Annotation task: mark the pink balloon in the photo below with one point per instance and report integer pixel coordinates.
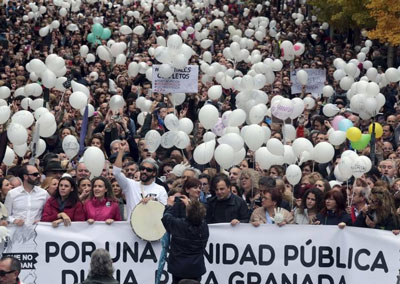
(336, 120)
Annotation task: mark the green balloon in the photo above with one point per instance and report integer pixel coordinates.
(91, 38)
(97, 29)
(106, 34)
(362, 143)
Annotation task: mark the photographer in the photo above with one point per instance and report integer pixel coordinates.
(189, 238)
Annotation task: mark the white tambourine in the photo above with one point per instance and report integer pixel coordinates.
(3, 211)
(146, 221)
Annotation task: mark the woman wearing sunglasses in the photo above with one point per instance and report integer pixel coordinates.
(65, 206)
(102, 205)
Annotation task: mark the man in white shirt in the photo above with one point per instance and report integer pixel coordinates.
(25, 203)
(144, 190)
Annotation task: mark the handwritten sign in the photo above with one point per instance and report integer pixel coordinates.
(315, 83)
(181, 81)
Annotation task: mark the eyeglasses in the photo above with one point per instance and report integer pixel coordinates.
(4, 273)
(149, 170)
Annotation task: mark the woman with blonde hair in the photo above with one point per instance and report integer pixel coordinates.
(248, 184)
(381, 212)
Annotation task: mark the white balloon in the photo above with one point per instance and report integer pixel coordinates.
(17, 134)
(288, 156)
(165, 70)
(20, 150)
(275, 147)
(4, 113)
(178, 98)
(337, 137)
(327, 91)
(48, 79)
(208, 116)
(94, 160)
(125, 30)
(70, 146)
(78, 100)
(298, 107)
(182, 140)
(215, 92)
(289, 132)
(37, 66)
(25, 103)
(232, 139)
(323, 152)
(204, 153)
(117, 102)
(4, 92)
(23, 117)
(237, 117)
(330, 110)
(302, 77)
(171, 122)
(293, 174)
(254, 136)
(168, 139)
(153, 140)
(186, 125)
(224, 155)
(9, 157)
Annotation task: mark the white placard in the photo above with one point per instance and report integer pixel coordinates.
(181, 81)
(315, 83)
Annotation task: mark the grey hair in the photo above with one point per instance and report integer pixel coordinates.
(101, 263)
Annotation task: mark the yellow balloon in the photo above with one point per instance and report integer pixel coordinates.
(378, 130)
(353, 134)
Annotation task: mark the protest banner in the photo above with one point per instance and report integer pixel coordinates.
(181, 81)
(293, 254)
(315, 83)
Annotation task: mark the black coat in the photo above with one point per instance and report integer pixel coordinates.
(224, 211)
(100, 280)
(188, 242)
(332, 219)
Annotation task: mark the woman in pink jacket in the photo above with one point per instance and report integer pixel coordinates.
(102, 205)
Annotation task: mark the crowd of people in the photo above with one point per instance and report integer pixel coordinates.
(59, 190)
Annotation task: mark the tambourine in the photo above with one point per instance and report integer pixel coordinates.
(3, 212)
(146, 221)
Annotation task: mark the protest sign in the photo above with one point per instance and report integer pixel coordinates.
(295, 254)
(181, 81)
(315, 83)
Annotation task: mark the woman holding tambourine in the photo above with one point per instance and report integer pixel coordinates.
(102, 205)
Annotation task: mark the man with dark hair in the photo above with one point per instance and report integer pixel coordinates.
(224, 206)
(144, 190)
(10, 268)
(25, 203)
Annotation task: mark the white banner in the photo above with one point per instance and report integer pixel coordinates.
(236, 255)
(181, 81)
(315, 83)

################

PROBLEM DETAILS -> Would you set down the listing exactly, omitting pictures?

WRITTEN SOLUTION ->
Annotation task: mark the pink balloon in the photo below with one point per instance and report integer pixel coordinates.
(336, 120)
Annotation task: mark the green balloon in the photo above with one point per instance and report integer pixel coordinates.
(91, 38)
(97, 29)
(106, 34)
(362, 143)
Annotation task: mark the photographer in the photo above with one point per instance and report integer pixel coordinates.
(189, 238)
Annotation task: mark the white tambourine in the photo above with one point per instance and report integer pixel coordinates.
(3, 211)
(146, 221)
Annotation task: mark the woman wearing sunglasses in the photo above with one point per instance and report integer pixel coordinates.
(65, 206)
(102, 205)
Annotation task: mark the man in white shirt in the photo above with one point per instance and report integer pixel coordinates.
(25, 203)
(144, 190)
Annotation task: mark the handwritten sign in the photo above with one point per instance and report integer pixel coordinates.
(315, 83)
(181, 81)
Annotation task: mark the eyeglasses in the photo above with one point per instance and report integer pixel coordinates.
(4, 273)
(149, 170)
Annotation task: mark the woman with blonde hair in the photo above with one point per instance and report integer pixel coordinates.
(248, 184)
(381, 212)
Annotation task: mark the white balloon in the photo above with one point per instance and report integer pixel coordinates.
(17, 134)
(288, 156)
(165, 70)
(20, 150)
(275, 147)
(4, 113)
(178, 98)
(337, 137)
(327, 91)
(48, 79)
(208, 116)
(94, 160)
(125, 30)
(70, 146)
(78, 100)
(298, 107)
(182, 140)
(215, 92)
(289, 132)
(37, 66)
(25, 103)
(232, 139)
(323, 152)
(204, 153)
(117, 102)
(4, 92)
(23, 117)
(237, 117)
(330, 110)
(302, 77)
(171, 122)
(293, 174)
(254, 136)
(168, 139)
(153, 140)
(186, 125)
(224, 155)
(9, 157)
Annotation task: mark the white placard in the photo above with one point per instance and report integer pixel coordinates.
(181, 81)
(315, 83)
Annotation task: mark the grey hair in the photo above with one point per instance and report integer pixel coordinates.
(101, 263)
Annotation task: mark the yellow balloon in the photo above with one point per instance and report integer pixel coordinates.
(378, 130)
(353, 134)
Annotation task: mark the protest banner in the photo above with one point per instance and report integer pixel coordinates.
(181, 81)
(293, 254)
(315, 83)
Annotation task: mark the black coat in the photo above with one point per instance and report integer pixel coordinates.
(224, 211)
(100, 280)
(188, 242)
(332, 219)
Annotation task: mark the woman in pink jacket in the photo above with one point per instance and report integer pixel coordinates.
(102, 205)
Annotation task: mark the crowd of people in the photo above with one point per instance and report integer pixel coordinates.
(59, 190)
Annotation task: mark the tambourine in the photo above with one point per instance and report integer pixel coordinates.
(3, 212)
(146, 221)
Annotation task: mark the protest sign in the photo above with one point per instance and report integer pixel coordinates.
(295, 254)
(181, 81)
(315, 83)
Annotation task: mark the woman holding tambourine in the photo above with one point per instance and report integer pixel coordinates.
(102, 205)
Annotation task: mark the man with dark hair in the photo above with one point per instance and report integer pixel coordinates.
(224, 206)
(144, 190)
(10, 268)
(25, 203)
Annotation task: mark the white banner in the photo above with one point per instance and report integer pixel coordinates.
(236, 255)
(181, 81)
(315, 83)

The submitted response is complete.